━━ RECORDS FOR PROCESSING
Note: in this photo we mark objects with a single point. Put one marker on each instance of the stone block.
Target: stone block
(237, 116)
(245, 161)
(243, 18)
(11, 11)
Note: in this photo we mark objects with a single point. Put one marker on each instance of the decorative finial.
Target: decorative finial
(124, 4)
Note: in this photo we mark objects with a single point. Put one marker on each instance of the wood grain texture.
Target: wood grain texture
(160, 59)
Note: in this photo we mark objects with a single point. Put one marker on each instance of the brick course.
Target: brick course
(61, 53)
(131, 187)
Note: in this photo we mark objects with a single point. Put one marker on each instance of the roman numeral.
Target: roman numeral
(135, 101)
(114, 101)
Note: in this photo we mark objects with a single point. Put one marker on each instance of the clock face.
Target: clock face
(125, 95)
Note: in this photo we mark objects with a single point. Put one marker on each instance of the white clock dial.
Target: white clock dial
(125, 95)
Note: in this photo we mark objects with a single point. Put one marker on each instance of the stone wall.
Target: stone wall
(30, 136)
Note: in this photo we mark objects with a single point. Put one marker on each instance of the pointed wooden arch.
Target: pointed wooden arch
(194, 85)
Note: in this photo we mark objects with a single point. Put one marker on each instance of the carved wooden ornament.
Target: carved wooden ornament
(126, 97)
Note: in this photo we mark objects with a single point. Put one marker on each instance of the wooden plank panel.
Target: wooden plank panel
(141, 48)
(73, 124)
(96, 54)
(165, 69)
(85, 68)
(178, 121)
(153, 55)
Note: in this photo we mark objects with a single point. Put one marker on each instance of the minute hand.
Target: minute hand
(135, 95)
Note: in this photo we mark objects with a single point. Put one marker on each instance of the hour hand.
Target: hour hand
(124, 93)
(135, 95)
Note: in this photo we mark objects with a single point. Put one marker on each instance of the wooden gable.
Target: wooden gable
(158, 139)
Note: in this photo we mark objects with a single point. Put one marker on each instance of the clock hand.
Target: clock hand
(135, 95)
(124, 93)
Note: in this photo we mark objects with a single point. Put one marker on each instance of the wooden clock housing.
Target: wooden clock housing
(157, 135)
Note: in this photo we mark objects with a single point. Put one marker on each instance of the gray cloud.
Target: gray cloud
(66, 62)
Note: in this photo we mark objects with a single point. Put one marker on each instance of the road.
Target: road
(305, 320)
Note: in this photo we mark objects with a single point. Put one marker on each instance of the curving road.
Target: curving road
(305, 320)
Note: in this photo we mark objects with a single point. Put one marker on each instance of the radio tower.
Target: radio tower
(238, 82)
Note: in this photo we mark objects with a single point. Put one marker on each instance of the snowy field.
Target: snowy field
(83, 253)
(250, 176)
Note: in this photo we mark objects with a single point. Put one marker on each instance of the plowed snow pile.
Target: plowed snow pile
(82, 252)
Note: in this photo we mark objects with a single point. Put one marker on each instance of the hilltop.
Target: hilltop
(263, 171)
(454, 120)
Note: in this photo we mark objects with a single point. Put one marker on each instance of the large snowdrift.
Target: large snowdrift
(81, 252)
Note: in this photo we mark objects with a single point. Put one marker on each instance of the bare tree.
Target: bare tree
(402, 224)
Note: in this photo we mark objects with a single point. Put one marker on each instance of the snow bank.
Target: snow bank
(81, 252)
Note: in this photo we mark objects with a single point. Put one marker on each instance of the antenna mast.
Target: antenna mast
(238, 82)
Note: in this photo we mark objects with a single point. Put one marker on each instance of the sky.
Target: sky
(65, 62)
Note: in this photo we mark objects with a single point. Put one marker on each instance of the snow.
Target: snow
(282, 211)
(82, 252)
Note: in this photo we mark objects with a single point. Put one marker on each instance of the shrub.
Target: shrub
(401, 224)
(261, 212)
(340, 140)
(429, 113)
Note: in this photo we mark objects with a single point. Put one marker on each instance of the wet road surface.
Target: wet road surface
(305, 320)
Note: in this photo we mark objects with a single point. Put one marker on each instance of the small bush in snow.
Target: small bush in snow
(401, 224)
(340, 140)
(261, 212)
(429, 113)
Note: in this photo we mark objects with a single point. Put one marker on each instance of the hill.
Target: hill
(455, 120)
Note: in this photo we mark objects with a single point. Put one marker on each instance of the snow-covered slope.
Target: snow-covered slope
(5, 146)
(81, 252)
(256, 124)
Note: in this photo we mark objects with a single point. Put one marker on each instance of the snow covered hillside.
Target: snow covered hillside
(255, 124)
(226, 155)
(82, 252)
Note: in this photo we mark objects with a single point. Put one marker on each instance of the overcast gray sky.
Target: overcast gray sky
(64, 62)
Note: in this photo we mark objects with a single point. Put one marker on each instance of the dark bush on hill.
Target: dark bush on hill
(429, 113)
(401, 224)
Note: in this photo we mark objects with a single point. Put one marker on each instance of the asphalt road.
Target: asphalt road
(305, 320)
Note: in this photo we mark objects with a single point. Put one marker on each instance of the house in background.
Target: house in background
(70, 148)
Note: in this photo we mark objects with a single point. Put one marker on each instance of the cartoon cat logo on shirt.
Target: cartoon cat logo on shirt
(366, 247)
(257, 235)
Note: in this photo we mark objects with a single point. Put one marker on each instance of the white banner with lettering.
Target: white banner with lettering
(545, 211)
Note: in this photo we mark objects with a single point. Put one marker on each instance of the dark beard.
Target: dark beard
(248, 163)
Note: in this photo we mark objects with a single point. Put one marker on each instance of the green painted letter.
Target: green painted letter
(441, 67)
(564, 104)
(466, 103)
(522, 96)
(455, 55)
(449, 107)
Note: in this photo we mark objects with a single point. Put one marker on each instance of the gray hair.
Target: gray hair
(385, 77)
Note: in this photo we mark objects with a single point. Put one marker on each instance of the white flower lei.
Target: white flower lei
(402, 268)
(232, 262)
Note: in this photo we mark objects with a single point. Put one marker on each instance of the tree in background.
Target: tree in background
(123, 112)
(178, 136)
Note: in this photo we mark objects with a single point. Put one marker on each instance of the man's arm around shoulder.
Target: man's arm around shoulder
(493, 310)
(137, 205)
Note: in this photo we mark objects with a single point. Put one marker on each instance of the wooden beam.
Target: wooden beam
━━━━
* [THE EXERCISE]: Print the material once more, exactly.

* [WRITTEN ANSWER]:
Note: in this photo we mark objects with a single point. Put one marker on each instance of the stone block.
Target: stone block
(237, 116)
(245, 161)
(243, 18)
(11, 11)
Note: in this photo we mark objects with a single point. Put one marker on each instance of the decorative finial.
Target: decorative finial
(124, 4)
Note: in this photo we mark objects with a single point. Put one marker on each instance of the wood grain texture.
Target: wood grain texture
(160, 59)
Note: in this photo we mark objects with a single point. Put one marker on each instance of the brick course.
Target: brick course
(61, 53)
(131, 187)
Note: in this photo we mark objects with a single point. Put one marker on each instance of the roman numeral.
Target: roman numeral
(135, 101)
(114, 101)
Note: in this photo we mark objects with a single point. Put one marker on each instance of the clock face.
Target: clock face
(125, 95)
Note: in this photo we mark objects with a single point. Put one marker on each instance of the white clock dial.
Target: white clock dial
(125, 95)
Note: in this photo we mark objects with a single point. Put one marker on each instance of the stone wall.
Target: stone wall
(30, 136)
Note: in this photo we mark objects with a single point. Put one marker on each instance of the pointed wooden arch.
Target: pointed wooden arch
(194, 85)
Note: in this photo we mark objects with a single point. Put one marker on each instance of the carved wooden ornament.
Target: carved wooden ornament
(126, 97)
Note: in this photo we mark objects with a single point. Put one marker on each instance of the wooden plank panel.
Target: wooden plank panel
(141, 48)
(73, 124)
(96, 54)
(165, 69)
(85, 68)
(178, 121)
(153, 55)
Note: in this photo we mark objects with a single point. Put one marker on each instance of the minute hand.
Target: minute hand
(135, 95)
Note: in this photo we mark objects with a single point. Put one marker on each instance of the hour hand.
Target: hour hand
(124, 93)
(135, 95)
Note: in this photo we mark objects with a single point. Put one marker on each instance of the wooden gable.
Target: wooden gable
(158, 139)
Note: in this photo we mark objects with a single point. Put one marker on each instance of the clock hand.
Target: clock hand
(135, 95)
(124, 93)
Note: in this photo we mark objects with a single point. Put one marker on each instance of the wooden clock housing.
Target: wooden clock housing
(157, 135)
Note: in this photo we mark objects with a single point. Put one marker on each instance of the gray cloud.
Target: gray cloud
(66, 62)
Note: in this photo we mark objects with a single point. Put one marker on each instance of the road.
Target: road
(305, 320)
Note: in this photo we mark objects with a single point. Put one marker on each instance of the curving road.
Target: curving road
(305, 320)
Note: in this photo we mark objects with a single point. Put one marker on each instance of the radio tower.
Target: radio tower
(238, 82)
Note: in this photo we mark objects with a single point. Put one marker on each instance of the snowy field.
Target: snowy field
(83, 253)
(250, 176)
Note: in this photo we mark objects with a single point. Put one marker on each instance of the plowed snow pile.
Target: plowed snow pile
(82, 252)
Note: in this photo we mark objects with a single point. Put one marker on each instance of the hilltop.
Target: hilltop
(263, 171)
(454, 120)
Note: in this photo we mark objects with a single point. Put one marker on each instance of the large snowdrift.
Target: large snowdrift
(81, 252)
Note: in this photo we mark objects with a single point. Put one marker on each instance of the bare tree.
Target: bare tree
(402, 224)
Note: in this photo we mark objects with a single point. Put one marker on each instance of the snow bank.
Target: snow bank
(81, 252)
Note: in this photo we mark objects with a single point. Put one marker on each instance of the antenna mast.
Target: antenna mast
(238, 82)
Note: in this photo we mark objects with a single point. Put one marker on each instance of the sky.
Target: sky
(65, 62)
Note: in this photo we mark objects with a single point. Put one marker on each instance of the snow.
Target: snow
(282, 211)
(82, 252)
Note: in this photo we mark objects with a single point. Put one marker on each instance of the shrub.
Target: shrub
(401, 224)
(261, 212)
(340, 140)
(429, 113)
Note: in this photo we mark objects with a single point. Put one marker on each instance of the wet road surface.
Target: wet road surface
(305, 320)
Note: in this photo we mark objects with a single point. Put one marker on each instance of the small bush in snow.
Target: small bush in snow
(401, 224)
(340, 140)
(261, 212)
(429, 113)
Note: in this photo we mark objects with a single point. Put one marker on each instance of the hill.
Target: hill
(455, 120)
Note: in this photo we mark objects with a single point. Put one marker on each instance of the snow-covered slope.
Target: snow-covered slope
(5, 146)
(81, 252)
(256, 124)
Note: in this photo we mark objects with a single point. Put one marker on each instance of the snow covered hillside.
Target: snow covered hillside
(255, 124)
(226, 155)
(82, 252)
Note: in this photo we mark objects with a single point. Put one marker on each instance of the overcast gray sky.
Target: overcast gray sky
(64, 62)
Note: in this photo we mark objects with a single point. Put one marker on each instance of the dark bush on hill.
Target: dark bush on hill
(429, 113)
(401, 224)
Note: in this photo we mark objects with a single point. Put one marker on each instance of the asphalt road.
Target: asphalt road
(305, 320)
Note: in this photo we mark objects with a single point. Put one marker on each instance of the house in background.
Target: house in background
(70, 148)
Note: in this photo we mark objects with a single point. Put one marker on each instance of the cartoon cat logo on shirt.
Target: cartoon cat logo on shirt
(366, 247)
(257, 235)
Note: in this photo we mark objects with a single point. Put one marker on each instance of the white banner with lettering.
Target: white banner with lettering
(545, 211)
Note: in this photo we mark objects with a single point. Put one marker on each instance of the dark beard.
Target: dark beard
(248, 163)
Note: in this photo we mark objects with a single point. Put one marker on each instance of the green painted letter.
Target: green painted letter
(441, 67)
(564, 104)
(466, 103)
(522, 96)
(455, 55)
(449, 107)
Note: in this photo we mark objects with a single point. Put one marker on each instance of the gray hair.
Target: gray hair
(385, 77)
Note: in this photo we mark objects with a single point. Put one marker on each instance of the white flower lei.
Target: white flower lei
(402, 268)
(232, 262)
Note: in this photo we mark objects with a single point. Put one marker on each instance of the tree in background.
Target: tree in background
(123, 112)
(178, 136)
Note: in this photo we mark objects with a single point. Put one marker on each instance of the man's arm around shoulder.
Target: man's arm around shoulder
(493, 310)
(137, 205)
Note: in this photo we mark objects with a single point. Put one marker on each instance of the wooden beam.
Target: wooden beam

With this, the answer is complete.